• [JOB A] In the records, change "truck headlight" to "vehicle headlight" in the lines starting with the line containing "the truck headlight?" and going on through the line containing "[[[147,189],[264,180],[283,85],[211,2],[0,2],[0,246],[116,233]]]". Give back only those lines, with everything else unchanged.
● ● ● ● ●
Every seeing child has seen the sun, but there is no instinct in the child to pay attention to its course. If every child has a curiosity that can be cultivated, it is equally true that most children are inattentive to the things that are worth discovering. The skilled teacher is needed to draw the child’s attention at the right time and in the right way to where the sun sets and where it rises, and then ask the right question: “I was thinking that yesterday evening the sun set here and that this morning it rose there. How is that possible?” (169)
If curiosity and attention need cultivation and direction, they also need protection. Rousseau sees a particular risk with the sciences – and this is one which online learning surely magnifies, not diminishes. He puts it beautifully, describing the entry into science as something that can be like entering “into a bottomless sea…When I see a man, enamoured of the various kinds of knowledge, let himself be seduced by their charm and run from one to the other without knowing how to stop himself, I believe I am seeing a child on the shore gathering shells and beginning by loading himself up with them; then, tempted by those he sees next, he throws some away and picks up others, until, overwhelmed by their multitude and not knowing anymore which to choose, he ends by throwing them all away and returning empty-handed.” (172)
How easy it is for the taste for learning to dry up if the child’s attention is directed not to five or six carefully chosen shells but is instead left to roam unaided among five or six billion. And is this not precisely the risk with learning online? And does that not mean that education centred on the internet needs the same sort of skilful guidance required to guide a child standing in the chill morning air towards a grasp of the astonishing fact that we are standing on a rock that is spinning in space.
Sugata Mitra draws a parallel between the emergent phenomenon of learning and that of life. Life emerged quite spontaneously at the edge of chaos, he says. In a parallel way, learning emerges at the edge of chaos where children meet Google, and it emerges with the same spontaneity seen when the first amoeba dragged itself out of the primordial soup.
A parody, surely?
The parody of knowledge
One of the great services provided by Romantics like Rousseau was in deepening our understanding of knowledge and truth (and as educators, should we not have pondered a little on the question of what counts as knowledge, or is it enough to know that when we see a back we should pat it?). The rationalists of the early Enlightenment – people like Descartes – suggested that knowledge begins with thinking. The subject of knowledge (our essential self, according to Descartes) is nothing but the power of thinking. And so we have the great rationalist project of rebuilding the edifice of knowledge, not so that everyone has access to it (let me pause while the laughter dies down), but so that every thinking being can see its validity – a validity seen in the impersonal logic of the argumentation. Henceforth all knowledge would have to share this impersonal quality to be taken seriously. And so texts like the letters of the apostles were brushed aside and the epistemic centre ground was taken by the new encyclopaedias, where the latest knowledge was presented in an impressively impersonal alphabetical order.
● ● ● ● ●
• [JOB B] Quote word for word the part of the text on Rousseau and learning starting with "How easy it" and going on through "A parody, surely?".
● ● ● ● ●
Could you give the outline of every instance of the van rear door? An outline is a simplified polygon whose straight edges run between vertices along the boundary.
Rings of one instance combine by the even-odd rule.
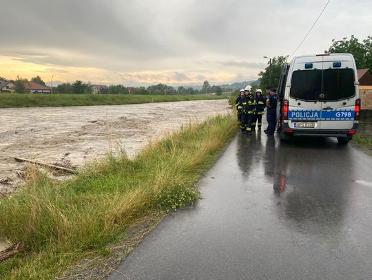
[[[310,61],[309,61],[310,60]],[[322,105],[322,58],[296,58],[291,72],[289,96],[289,126],[293,129],[318,129]]]
[[[340,58],[335,61],[335,57],[330,56],[324,57],[323,62],[323,91],[319,96],[322,129],[351,129],[354,124],[358,80],[351,58]]]

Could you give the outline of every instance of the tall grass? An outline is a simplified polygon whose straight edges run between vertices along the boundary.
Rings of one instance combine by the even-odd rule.
[[[218,116],[150,143],[132,160],[108,155],[68,182],[31,172],[25,188],[0,200],[0,236],[30,253],[0,263],[0,277],[53,278],[138,219],[189,205],[199,197],[193,186],[236,132],[234,117]]]
[[[227,94],[134,95],[134,94],[0,94],[0,108],[118,105],[156,102],[225,99]]]

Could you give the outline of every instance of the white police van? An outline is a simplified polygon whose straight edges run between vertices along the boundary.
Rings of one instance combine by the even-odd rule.
[[[326,136],[347,144],[356,133],[360,99],[350,54],[295,57],[285,66],[277,96],[282,140],[291,136]]]

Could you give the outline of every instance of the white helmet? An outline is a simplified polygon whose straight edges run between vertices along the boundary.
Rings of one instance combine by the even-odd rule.
[[[244,89],[244,90],[248,90],[248,91],[251,91],[252,90],[252,87],[251,87],[249,85],[248,85],[247,87],[245,87],[245,89]]]

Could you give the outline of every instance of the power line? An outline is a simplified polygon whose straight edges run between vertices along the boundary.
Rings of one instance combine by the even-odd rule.
[[[313,28],[314,28],[315,25],[316,24],[316,23],[318,22],[318,21],[319,20],[319,19],[320,18],[320,17],[322,16],[322,14],[323,14],[323,12],[324,11],[324,10],[326,9],[327,6],[328,6],[328,4],[329,3],[329,2],[331,2],[331,0],[328,0],[328,2],[327,2],[327,3],[325,4],[324,6],[324,8],[323,8],[323,10],[322,10],[322,12],[320,12],[320,14],[319,14],[319,16],[318,17],[318,18],[316,19],[316,20],[315,21],[314,23],[313,24],[313,25],[311,26],[311,28],[310,28],[310,30],[309,30],[309,32],[307,32],[307,34],[306,34],[306,36],[304,37],[304,39],[302,39],[302,41],[301,41],[301,43],[300,43],[300,45],[298,45],[298,46],[297,47],[297,48],[294,50],[293,52],[292,52],[292,54],[291,54],[291,56],[289,56],[288,57],[287,59],[289,59],[289,58],[292,57],[292,56],[296,53],[296,52],[297,52],[297,50],[300,48],[300,47],[301,47],[301,45],[302,45],[302,43],[304,43],[304,41],[306,40],[306,39],[307,38],[307,36],[309,36],[309,34],[310,34],[310,32],[311,32],[311,30],[313,30]]]

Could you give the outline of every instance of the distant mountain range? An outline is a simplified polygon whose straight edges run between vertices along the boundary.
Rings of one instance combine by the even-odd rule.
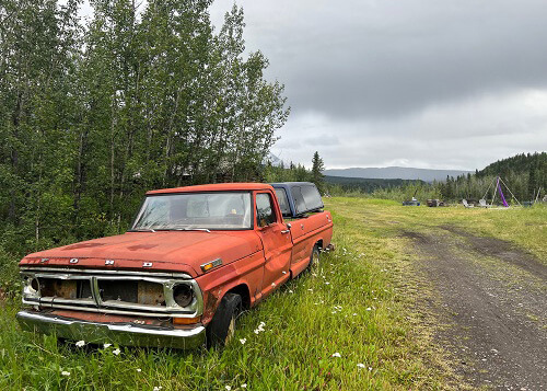
[[[424,182],[445,181],[446,176],[458,176],[462,174],[474,173],[465,170],[428,170],[414,169],[405,166],[386,168],[351,168],[339,170],[325,170],[325,175],[342,177],[364,177],[381,180],[421,180]]]

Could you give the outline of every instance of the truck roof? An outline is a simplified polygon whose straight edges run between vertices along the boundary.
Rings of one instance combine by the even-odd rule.
[[[265,183],[216,183],[211,185],[184,186],[160,188],[147,192],[147,195],[167,193],[202,193],[202,192],[234,192],[234,191],[266,191],[274,188]]]

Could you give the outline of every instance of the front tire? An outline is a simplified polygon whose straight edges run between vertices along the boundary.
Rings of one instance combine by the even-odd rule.
[[[312,269],[313,267],[317,267],[319,265],[319,246],[315,244],[312,250],[312,255],[310,255],[310,263],[307,264],[309,269]]]
[[[207,326],[207,347],[223,347],[235,334],[235,321],[242,310],[242,298],[226,294]]]

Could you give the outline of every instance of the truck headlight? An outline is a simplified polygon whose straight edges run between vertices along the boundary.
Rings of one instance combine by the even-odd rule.
[[[178,284],[173,288],[173,299],[178,306],[188,307],[194,300],[194,290],[187,284]]]
[[[36,277],[28,275],[24,276],[23,283],[23,295],[25,297],[39,297],[39,281]]]

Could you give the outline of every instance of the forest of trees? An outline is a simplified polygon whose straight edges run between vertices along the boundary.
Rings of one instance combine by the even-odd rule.
[[[511,193],[519,199],[534,200],[537,193],[546,194],[547,189],[547,152],[521,153],[512,158],[489,164],[474,175],[447,177],[443,183],[434,184],[445,199],[491,199],[496,177],[500,176]],[[503,186],[503,192],[505,191]],[[512,198],[511,193],[507,194]]]
[[[147,189],[264,180],[283,85],[211,2],[0,2],[0,246],[116,233]]]

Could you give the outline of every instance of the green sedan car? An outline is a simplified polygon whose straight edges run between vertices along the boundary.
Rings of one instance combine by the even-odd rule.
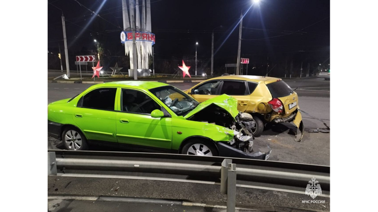
[[[266,160],[253,151],[255,122],[226,94],[201,104],[164,83],[105,83],[47,106],[47,134],[68,150],[90,145]],[[269,147],[268,147],[269,148]]]

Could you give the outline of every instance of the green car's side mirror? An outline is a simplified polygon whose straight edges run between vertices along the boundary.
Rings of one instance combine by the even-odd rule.
[[[164,113],[160,110],[156,109],[151,113],[152,118],[161,118],[164,117]]]

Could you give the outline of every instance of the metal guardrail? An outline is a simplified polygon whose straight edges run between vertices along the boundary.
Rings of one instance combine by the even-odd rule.
[[[211,182],[227,194],[230,208],[235,208],[236,186],[304,194],[315,178],[320,196],[331,195],[329,166],[220,157],[48,150],[47,175]]]

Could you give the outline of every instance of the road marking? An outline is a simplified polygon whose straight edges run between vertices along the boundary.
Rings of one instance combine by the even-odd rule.
[[[299,88],[299,89],[318,89],[321,88],[331,88],[331,86],[323,86],[323,87],[303,87],[303,88]]]
[[[322,90],[308,90],[306,89],[297,89],[297,91],[323,91],[323,92],[331,92],[331,91],[322,91]]]

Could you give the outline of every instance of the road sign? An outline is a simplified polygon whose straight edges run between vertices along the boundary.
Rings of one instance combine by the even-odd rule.
[[[76,61],[75,61],[75,65],[88,65],[88,62],[76,62]]]
[[[226,67],[236,67],[236,63],[226,64]]]
[[[249,58],[241,58],[240,63],[242,64],[249,64],[250,59]]]
[[[87,56],[76,56],[76,62],[95,62],[96,57],[94,55]]]

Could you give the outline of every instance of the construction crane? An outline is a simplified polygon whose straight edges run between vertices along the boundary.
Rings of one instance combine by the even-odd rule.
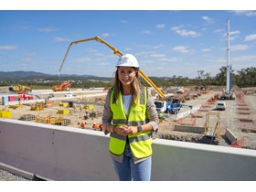
[[[114,47],[112,47],[112,45],[110,45],[109,43],[107,43],[106,41],[104,41],[103,39],[101,39],[99,37],[95,37],[92,38],[86,38],[86,39],[82,39],[82,40],[78,40],[78,41],[73,41],[69,44],[68,50],[66,51],[65,57],[61,62],[60,68],[59,69],[59,76],[60,74],[60,70],[65,63],[65,60],[69,55],[69,52],[70,50],[70,48],[74,45],[74,44],[78,44],[78,43],[82,43],[82,42],[87,42],[87,41],[91,41],[91,40],[96,40],[97,42],[100,43],[103,43],[104,45],[106,45],[107,47],[109,47],[111,49],[113,50],[113,54],[118,55],[119,57],[123,56],[123,53],[122,53],[120,50],[118,50],[117,48],[115,48]],[[140,77],[142,77],[149,85],[151,85],[151,87],[153,87],[155,89],[155,91],[158,93],[158,95],[160,96],[161,100],[165,100],[165,94],[156,87],[156,85],[141,70],[141,69],[139,69],[139,75]]]
[[[229,62],[230,59],[230,48],[229,48],[229,19],[227,19],[227,80],[226,80],[226,90],[222,90],[222,100],[234,100],[232,89],[232,65]]]

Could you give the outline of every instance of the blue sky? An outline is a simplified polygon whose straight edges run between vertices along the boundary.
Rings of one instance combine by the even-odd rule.
[[[58,74],[70,42],[100,37],[132,53],[148,76],[215,76],[256,67],[256,11],[0,10],[0,71]],[[118,56],[96,41],[74,45],[60,74],[112,77]]]

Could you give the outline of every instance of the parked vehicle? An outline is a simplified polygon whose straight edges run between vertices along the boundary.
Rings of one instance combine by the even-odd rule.
[[[71,88],[71,84],[67,81],[61,82],[59,86],[53,86],[53,91],[69,91]]]
[[[227,104],[225,102],[218,102],[216,105],[216,110],[224,111],[226,110]]]
[[[17,92],[23,92],[23,91],[32,91],[32,89],[30,87],[25,86],[25,85],[17,85],[17,86],[11,86],[9,87],[10,91],[17,91]]]
[[[180,109],[184,106],[184,104],[181,104],[175,101],[155,101],[155,105],[158,112],[165,112],[171,114],[178,113]]]

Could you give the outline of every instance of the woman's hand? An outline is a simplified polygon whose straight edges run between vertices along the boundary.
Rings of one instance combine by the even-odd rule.
[[[135,126],[116,126],[115,132],[123,136],[132,135],[137,133],[137,127]]]

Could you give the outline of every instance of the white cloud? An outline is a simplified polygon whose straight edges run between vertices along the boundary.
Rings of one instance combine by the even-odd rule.
[[[109,37],[109,36],[110,36],[109,33],[103,33],[103,34],[102,34],[102,37]]]
[[[155,26],[156,28],[165,28],[165,24],[157,24]]]
[[[152,57],[152,58],[164,58],[164,57],[165,57],[165,54],[151,54],[149,56]]]
[[[230,46],[230,50],[246,50],[248,49],[249,47],[247,45],[234,45],[234,46]]]
[[[182,27],[183,27],[182,26],[173,27],[171,29],[174,30],[176,34],[183,37],[196,37],[200,36],[200,34],[196,31],[187,30]]]
[[[16,46],[0,46],[0,50],[15,50],[16,48]]]
[[[256,34],[251,34],[247,37],[245,37],[244,41],[251,41],[256,39]]]
[[[46,28],[38,28],[37,30],[39,32],[43,32],[43,33],[49,33],[49,32],[55,31],[56,29],[53,27],[46,27]]]
[[[68,42],[69,42],[69,41],[71,41],[69,38],[68,38],[68,37],[53,37],[53,41],[55,41],[55,42],[64,42],[64,41],[68,41]]]
[[[177,51],[179,53],[192,53],[192,52],[194,52],[192,49],[187,49],[187,46],[176,46],[172,48],[172,50]]]
[[[78,62],[78,63],[90,62],[91,60],[92,59],[91,58],[77,58],[77,59],[74,59],[74,61]]]
[[[237,11],[231,11],[231,12],[234,12],[238,16],[256,16],[256,11],[237,10]]]
[[[215,33],[223,33],[223,29],[216,29],[214,30]]]
[[[207,22],[207,24],[213,24],[214,23],[213,19],[209,18],[207,16],[202,16],[202,19],[204,19]]]
[[[230,32],[229,32],[229,35],[230,35],[230,36],[233,36],[233,35],[240,34],[240,32],[238,31],[238,30],[236,30],[236,31],[230,31]]]
[[[179,58],[161,58],[160,59],[161,61],[164,61],[164,62],[178,62],[181,60],[181,59]]]
[[[141,34],[150,35],[152,34],[152,32],[150,30],[144,30],[143,32],[141,32]]]
[[[208,52],[208,51],[210,51],[210,48],[202,48],[201,51],[202,52]]]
● ● ● ● ●
• [TASK OUTPUT A]
Could you give the outline of every instance of the vehicle headlight? An outline is a simplified polygon whose straight edges run between vertices along the boundary.
Rings of one instance combine by the even-odd rule.
[[[178,284],[173,288],[173,299],[178,306],[188,307],[194,300],[194,290],[187,284]]]
[[[36,277],[28,275],[24,276],[23,283],[23,295],[25,297],[39,297],[39,281]]]

Could you give the outline of every instance of the forest of trees? An outline is a simplified polygon whose straight edges run between vertices along the boundary.
Rings of one instance combine by the even-odd rule.
[[[511,193],[519,199],[534,200],[537,193],[546,194],[547,189],[547,152],[521,153],[512,158],[489,164],[474,175],[447,177],[443,183],[434,184],[445,199],[491,199],[496,177],[500,176]],[[503,186],[503,192],[505,191]],[[512,198],[511,193],[507,194]]]
[[[147,189],[264,180],[283,85],[211,2],[0,2],[0,246],[116,233]]]

• [TASK OUTPUT B]
How easy it is for the taste for learning to dry up if the child’s attention is directed not to five or six carefully chosen shells but is instead left to roam unaided among five or six billion. And is this not precisely the risk with learning online? And does that not mean that education centred on the internet needs the same sort of skilful guidance required to guide a child standing in the chill morning air towards a grasp of the astonishing fact that we are standing on a rock that is spinning in space.
Sugata Mitra draws a parallel between the emergent phenomenon of learning and that of life. Life emerged quite spontaneously at the edge of chaos, he says. In a parallel way, learning emerges at the edge of chaos where children meet Google, and it emerges with the same spontaneity seen when the first amoeba dragged itself out of the primordial soup.
A parody, surely?